::: Texto :::
Passeavam-se Mário de Sá-Carneiro, Pascoaes e Régio, sugestões de José Gomes
Ferreira, Eugénio de Andrade... Notava-se a queda para ‘histórias’, para uma
narratividade que me persegue; tinha imagens fortes: a «espera destilada / e cinzenta
da concepção», ou, encostados à Sé, vendo «Velha virgulada [que] passa na
estrada». Os colegas abriam na p. 41, onde se fechava aventura de uma infeliz,
socialmente explorada, a quem a hipocrisia chamava «puta reles». Era um crime
de lesa-poesia, como descrever as dores de parto de um animal, abrindo
naturalmente por «Tudo lhe doía», e, quando primeiramente saído no Mensageiro de Bragança, ser o padre
Manuel Sampaio chamado à pedra pelo senhor bispo Manuel de Jesus Pereira… Eis
um retrato, pálido embora, do quadro mental bragançano, nos idos de 70, e como
a arte mexe com a opinião, altera comportamentos, derrui e reconstrói formas de
expressão ‒ a começar numa capa insólita, que até se atrevia a dar lugar a um
preto…
Sou um
homem que acredita ‒ ou não estaríamos aqui; em segundo lugar, e fecho de
discurso, faz-me bem provar gratidão ‒ à autarquia, à Academia, a Leonel Brito,
ao editor do também último romance, Passos
Perdidos, e da minha
Biobibliografia em volume, bem como ao pessoal da Biblioteca, expondo livros
que nela ficarão ‒, provar gratidão, dizia, pois, conclui personagem de romance
inédito, «A ingratidão cria musgo no coração dos homens». É limpo e inteiro que
agradeço tantas atenções.
::: Linhas fornecidas :::
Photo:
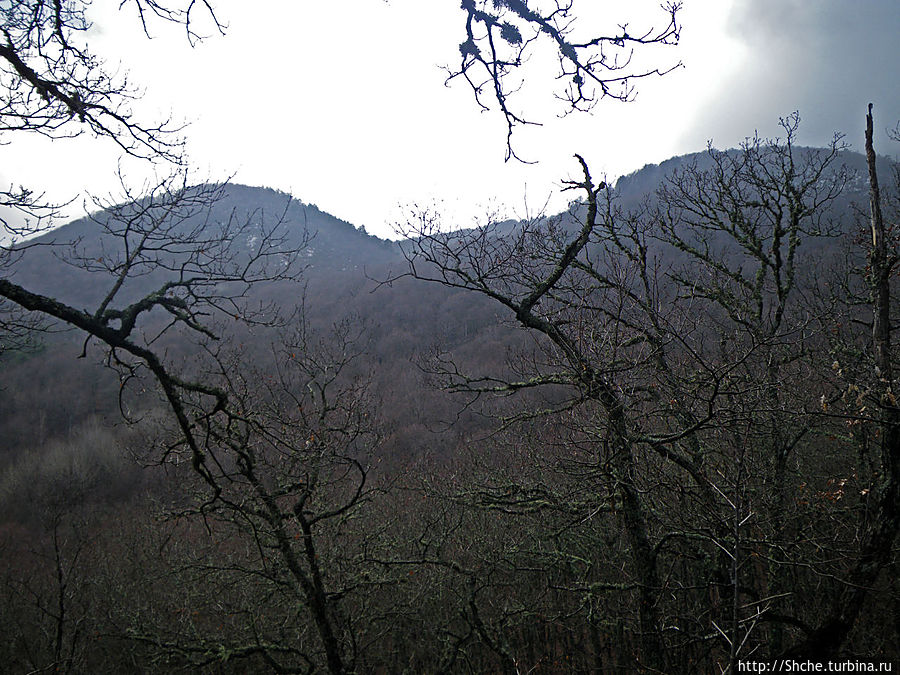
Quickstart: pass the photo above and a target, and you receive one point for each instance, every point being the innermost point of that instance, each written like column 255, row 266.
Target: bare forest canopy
column 658, row 432
column 672, row 379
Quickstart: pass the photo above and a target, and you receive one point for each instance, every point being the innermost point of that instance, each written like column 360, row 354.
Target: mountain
column 342, row 270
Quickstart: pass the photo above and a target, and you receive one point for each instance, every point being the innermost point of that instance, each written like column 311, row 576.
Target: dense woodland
column 654, row 433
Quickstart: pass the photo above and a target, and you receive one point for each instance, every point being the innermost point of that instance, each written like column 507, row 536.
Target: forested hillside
column 655, row 431
column 652, row 432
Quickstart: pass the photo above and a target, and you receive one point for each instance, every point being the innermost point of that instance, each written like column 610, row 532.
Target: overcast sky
column 343, row 103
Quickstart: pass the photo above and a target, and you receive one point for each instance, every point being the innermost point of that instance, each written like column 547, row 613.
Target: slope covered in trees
column 649, row 434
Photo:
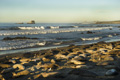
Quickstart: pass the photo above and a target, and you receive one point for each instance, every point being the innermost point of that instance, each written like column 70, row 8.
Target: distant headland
column 31, row 22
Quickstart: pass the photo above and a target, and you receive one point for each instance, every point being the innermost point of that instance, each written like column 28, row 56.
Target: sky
column 59, row 11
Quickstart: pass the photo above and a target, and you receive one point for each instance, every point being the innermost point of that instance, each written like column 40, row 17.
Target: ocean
column 52, row 35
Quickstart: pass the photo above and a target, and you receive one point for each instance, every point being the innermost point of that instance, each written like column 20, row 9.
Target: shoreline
column 74, row 62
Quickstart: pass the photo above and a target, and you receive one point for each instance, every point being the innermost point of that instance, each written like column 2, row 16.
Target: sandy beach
column 99, row 61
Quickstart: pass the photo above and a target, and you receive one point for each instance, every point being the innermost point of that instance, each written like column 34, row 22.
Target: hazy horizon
column 59, row 11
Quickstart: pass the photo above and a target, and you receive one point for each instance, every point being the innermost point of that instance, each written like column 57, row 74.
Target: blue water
column 60, row 34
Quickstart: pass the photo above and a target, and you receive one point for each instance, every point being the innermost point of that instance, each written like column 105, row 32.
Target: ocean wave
column 94, row 38
column 21, row 45
column 31, row 28
column 45, row 31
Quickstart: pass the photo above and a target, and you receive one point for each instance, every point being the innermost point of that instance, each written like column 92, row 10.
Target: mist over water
column 57, row 34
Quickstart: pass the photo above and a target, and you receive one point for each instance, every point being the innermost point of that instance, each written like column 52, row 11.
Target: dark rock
column 83, row 73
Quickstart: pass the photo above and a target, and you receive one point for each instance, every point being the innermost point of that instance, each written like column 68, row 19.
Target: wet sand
column 99, row 61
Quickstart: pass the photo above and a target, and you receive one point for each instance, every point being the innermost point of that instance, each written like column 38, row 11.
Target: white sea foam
column 20, row 44
column 45, row 31
column 94, row 38
column 53, row 27
column 31, row 28
column 109, row 35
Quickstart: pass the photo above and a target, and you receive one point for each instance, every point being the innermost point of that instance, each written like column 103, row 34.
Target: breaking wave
column 94, row 38
column 45, row 31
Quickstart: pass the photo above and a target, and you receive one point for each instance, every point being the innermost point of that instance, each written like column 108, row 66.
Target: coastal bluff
column 98, row 61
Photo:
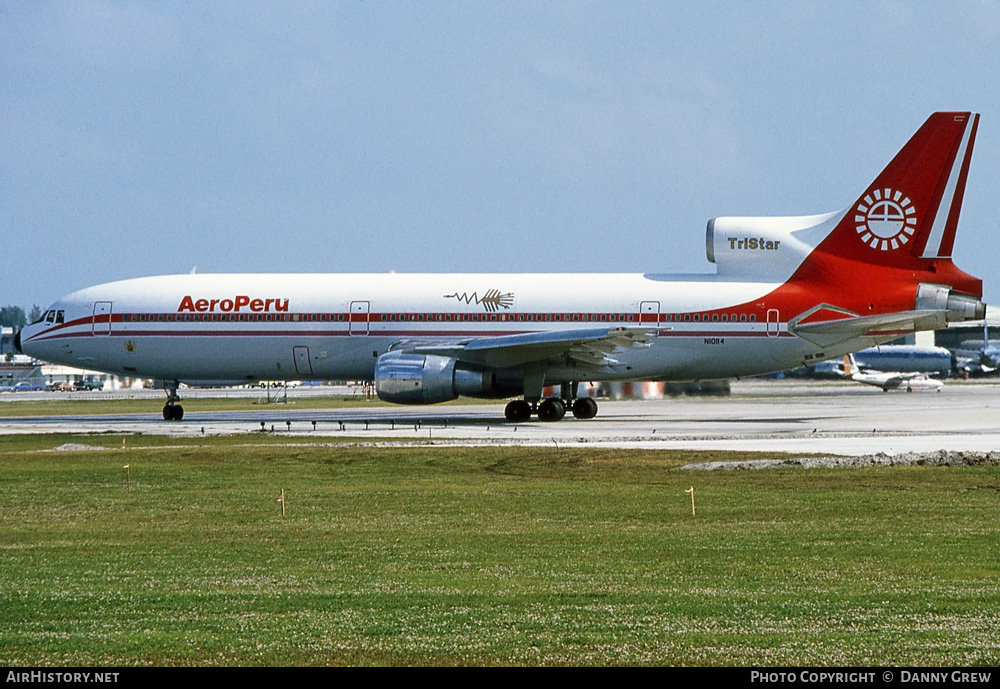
:::
Questões sobre o texto —
• 1. Indique se cada afirmação concorda com o excerto do discurso, respondendo sim ou não e citando as palavras decisivas do texto: (a) o padre Manuel Sampaio foi chamado à pedra pelo bispo Manuel de Jesus Pereira; (b) a aventura da infeliz fechava-se na p. 14; (c) o orador declara que não é um homem que acredita.
• 2. Responda com base no excerto do discurso:
(a) Em que publicação saiu primeiramente o texto que valeu ao padre a chamada à pedra?
(b) A que época remete o retrato do quadro mental bragançano?
(c) Qual é o título do romance cujo editor recebe o agradecimento?
• 3. Prossiga o excerto do discurso a partir da frase final, «É limpo e inteiro que agradeço tantas atenções».

Respostas —
• 1.
(a) Sim: «ser o padre Manuel Sampaio chamado à pedra pelo senhor bispo Manuel de Jesus Pereira».
(b) Não: «Os colegas abriam na p. 41, onde se fechava aventura de uma infeliz».
(c) Não: «Sou um homem que acredita».

• 2.
(a) No Mensageiro de Bragança.
(b) Aos idos de 70.
(c) Passos Perdidos.

• 3.
Almoço no Solar Bragançano deixou-nos com água na boca:
se não deixássemos a festa a meio, não havia mesa-redonda, moderada por António
Tiza. O filme de uma hora ficará como documento mais importante sobre
publicações desde 1969, como prova Biobibliografia
ofertada aos presentes. Da Bibliografia expus parte, em cinco vitrinas. Sobre
as primícias discorreramm Alcides Rodrigues, Carlos Pires, José Mário Leite,
Frei Henrique Perdigão, Desidério Martins, Neto Jacob, Teresa Martins Marques,
e, já em visões de conjunto da obra, José Manuel Mendes, Hirondino Fernandes e
Amadeu Ferreira, enquanto José-Augusto França curou de A Casa de Bragança, o editor António Baptista Lopes descreveu
relação antiga, desde Torre de Dona Chama
(1994), e António Jorge Nunes falou da relação entre o autarca-presidente e o
primeiro presidente da Academia de Letras de Trás-os-Montes. Auto-apresentação
de Passos Perdidos encerrou tarde e
jornada muito concorrida pela Imprensa.